What to do
1/ Copy out the part of the letter-writing blog excerpt that opens with the words containing "Personally, I thought" and closes with "pretty much cashed.", keeping every word unchanged.
2/ In the letter-writing blog excerpt, what would the envelopes in the Google Map Envelopes idea have been printed with?
3/ Write the next part of the letter-writing blog excerpt, starting after its last sentence.

On the far right is a beer coaster printed by New Belgium brewery. It actually has space on the back for a destination address and a stamp, but I wonder how many people have actually mailed them out. I hope it's a large number, rather than... well, no need to cast aspersions here. I'm pleased to send out a large stack of mail and I hope this turns into a trend. I really want to cultivate these international pen pals and keep the mail flowing.

Wednesday, May 19

Illustrating the Distances

This was a great idea that never got off the ground: Google Map Envelopes.

Ideally, what you would do is write out an e-mail to a friend, then click the Google Envelopes button at the bottom of your text window. It would serve as an extension to your Gmail account (and it assumes you have entered your friend's mailing address).

"For a small fee" the program would print out your e-mail, fold it up, and insert it into an envelope that had been printed with a map of the distance between the sender and the recipient. Obviously, it would have to turn the map around most of the time, in order to make the sender's location always appear in the upper left.

Don't read the comments of the article in the link I provided, though. "Don't read the comments" is generally good advice wherever you read news on the Net, but it merits being mentioned in particular. I'll sum up: a bunch of people are very upset about the amount of paper that would be "wasted" on this project. Yet I doubt every single one of them is dedicated to recycling and mass transit, or even growing their own garden and storing solar/wind energy. They're just very judgmental of other people.

Personally, I thought this would have been a cute, fun idea to encourage people to send actual letters to each other. Yes, I hold the postal system to be particularly darling and I vaunt a little letter-writing above complete and total reliance upon online communication. And it's no secret I'm enamored of Google products, so I'm disappointed on a number of levels that this service never manifested.

P.S. Sorry for the lack of entries. Both my tower computer and my laptop crashed last week and I've been getting them examined. The tower is back home and running swell, but the laptop issued smoke out its rear ports and is pretty much cashed.

Monday, May 10

Artistry via Postcrossing

This is one of those cases that exemplifies or underscores what a delight it is to participate in Postcrossing.

Listed entries
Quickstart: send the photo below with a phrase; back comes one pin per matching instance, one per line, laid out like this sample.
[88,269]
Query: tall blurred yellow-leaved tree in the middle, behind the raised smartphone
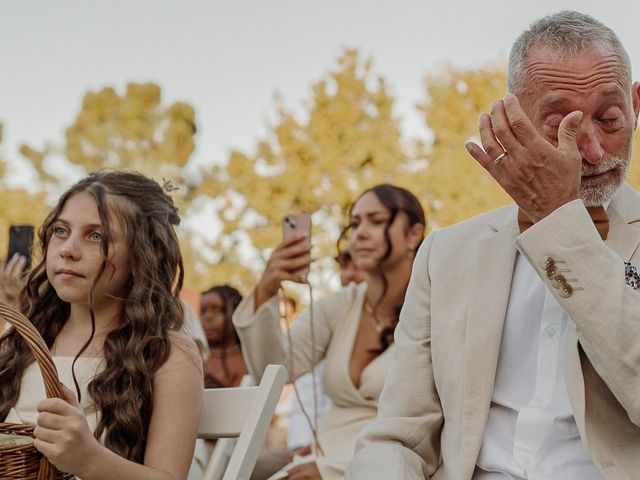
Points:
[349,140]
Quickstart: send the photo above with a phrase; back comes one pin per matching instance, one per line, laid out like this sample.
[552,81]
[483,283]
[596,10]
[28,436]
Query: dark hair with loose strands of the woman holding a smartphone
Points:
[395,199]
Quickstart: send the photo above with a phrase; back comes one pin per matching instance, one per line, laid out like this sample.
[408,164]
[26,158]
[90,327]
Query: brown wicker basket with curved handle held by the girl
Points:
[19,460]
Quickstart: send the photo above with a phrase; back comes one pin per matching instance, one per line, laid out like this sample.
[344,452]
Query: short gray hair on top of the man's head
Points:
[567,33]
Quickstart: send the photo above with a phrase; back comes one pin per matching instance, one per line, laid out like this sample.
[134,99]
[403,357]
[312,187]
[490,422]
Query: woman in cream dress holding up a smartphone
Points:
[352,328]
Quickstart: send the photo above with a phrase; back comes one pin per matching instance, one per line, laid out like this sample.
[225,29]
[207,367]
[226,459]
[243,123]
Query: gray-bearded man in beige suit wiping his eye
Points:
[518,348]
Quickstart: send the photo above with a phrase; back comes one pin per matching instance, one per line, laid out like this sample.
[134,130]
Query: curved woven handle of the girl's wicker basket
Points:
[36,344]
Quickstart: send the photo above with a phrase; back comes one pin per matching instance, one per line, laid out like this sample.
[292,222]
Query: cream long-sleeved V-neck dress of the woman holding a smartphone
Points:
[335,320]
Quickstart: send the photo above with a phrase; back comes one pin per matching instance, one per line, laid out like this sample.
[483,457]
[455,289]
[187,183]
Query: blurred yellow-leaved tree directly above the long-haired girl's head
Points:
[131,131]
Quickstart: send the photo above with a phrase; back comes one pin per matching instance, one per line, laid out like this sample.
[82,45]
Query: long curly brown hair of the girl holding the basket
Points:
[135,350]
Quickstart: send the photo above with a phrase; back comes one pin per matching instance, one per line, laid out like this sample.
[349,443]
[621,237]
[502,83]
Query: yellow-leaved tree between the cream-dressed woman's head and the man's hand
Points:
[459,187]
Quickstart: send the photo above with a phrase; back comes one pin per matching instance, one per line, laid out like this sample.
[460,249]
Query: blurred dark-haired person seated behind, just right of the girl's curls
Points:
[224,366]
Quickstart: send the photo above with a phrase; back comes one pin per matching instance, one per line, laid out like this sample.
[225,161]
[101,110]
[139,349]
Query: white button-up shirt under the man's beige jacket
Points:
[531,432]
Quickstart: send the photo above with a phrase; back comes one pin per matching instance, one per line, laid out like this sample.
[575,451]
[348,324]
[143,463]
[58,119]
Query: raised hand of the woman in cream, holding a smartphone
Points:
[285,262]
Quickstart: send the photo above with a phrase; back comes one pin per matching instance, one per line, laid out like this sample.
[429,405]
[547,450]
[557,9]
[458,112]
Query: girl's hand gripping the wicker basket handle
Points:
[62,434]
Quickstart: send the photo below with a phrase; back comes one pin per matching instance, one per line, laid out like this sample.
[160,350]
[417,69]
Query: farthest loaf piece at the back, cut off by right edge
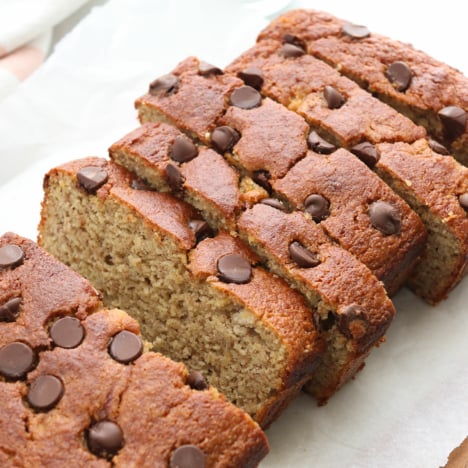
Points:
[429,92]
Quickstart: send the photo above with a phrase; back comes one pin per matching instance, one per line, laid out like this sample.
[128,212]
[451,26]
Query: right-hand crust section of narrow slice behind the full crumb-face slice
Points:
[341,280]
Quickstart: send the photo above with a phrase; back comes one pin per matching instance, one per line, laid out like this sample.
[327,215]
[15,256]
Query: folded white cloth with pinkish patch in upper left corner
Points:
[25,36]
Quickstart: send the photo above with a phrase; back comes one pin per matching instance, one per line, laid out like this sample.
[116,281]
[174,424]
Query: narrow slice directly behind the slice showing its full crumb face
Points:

Responses for each task
1/
Personally, I thought this would have been a cute, fun idea to encourage people to send actual letters to each other. Yes, I hold the postal system to be particularly darling and I vaunt a little letter-writing above complete and total reliance upon online communication. And it's no secret I'm enamored of Google products, so I'm disappointed on a number of levels that this service never manifested.

P.S. Sorry for the lack of entries. Both my tower computer and my laptop crashed last week and I've been getting them examined. The tower is back home and running swell, but the laptop issued smoke out its rear ports and is pretty much cashed.

2/ A map of the distance between the sender and the recipient.

3/
(Yes, it's another Postcrossing post, sorry.)

I got this postcard in the mail today, sealed in an envelope with a print-out note, clean and understate European cursive on the outside. I don't mind receiving exposed postcards in the mail, as I like the traveled look and the cramped side (would that be verso? Or is the text always recto?) where stamps, address, and terse message fight for space.

The name of the artist was at the bottom, followed by "2007." The note was signed by the artist--she designed this illustration! I thought it was charming and, once I realized it was by a regular civilian who hasn't secluded herself in the ivory towers of professional artistic discipline, well-executed. There's a difference, to me, between artists you could run into on the street and artists who socialize only with other artists, publishing editors, and socialites at parties you will never, ever be invited to or even hear about. So even though I'm not an artist, it feels to me like the person who made this is someone a little more like me than the aforementioned aesthete in his/her rarefied atmosphere. This is someone I could run into on the street (were I in her nation). This is someone I could talk to without her taking offense at my presumption.

So best of luck, Marieke Lambermont, and thank you for the delightful postcard.

Tuesday, April 27

How To: Map Your Postcards Online

Would anyone be interested in learning how to chart their Postcrossing postcards in Picasa/Google Maps? If not, please go back and reread any of the delightful and highly informative entries with which this blog is liberally doused.

If so, this process I describe assumes four things:
  • You're using Postcrossing.
  • You're scanning in the postcards you receive.
  • You're using Picasa to store these images on your hard drive.
  • You're using Picasaweb to store and display them online.

You don't have to use Picasa: this process works in Flickr and any system that lets you attach a graphic image file to a map program.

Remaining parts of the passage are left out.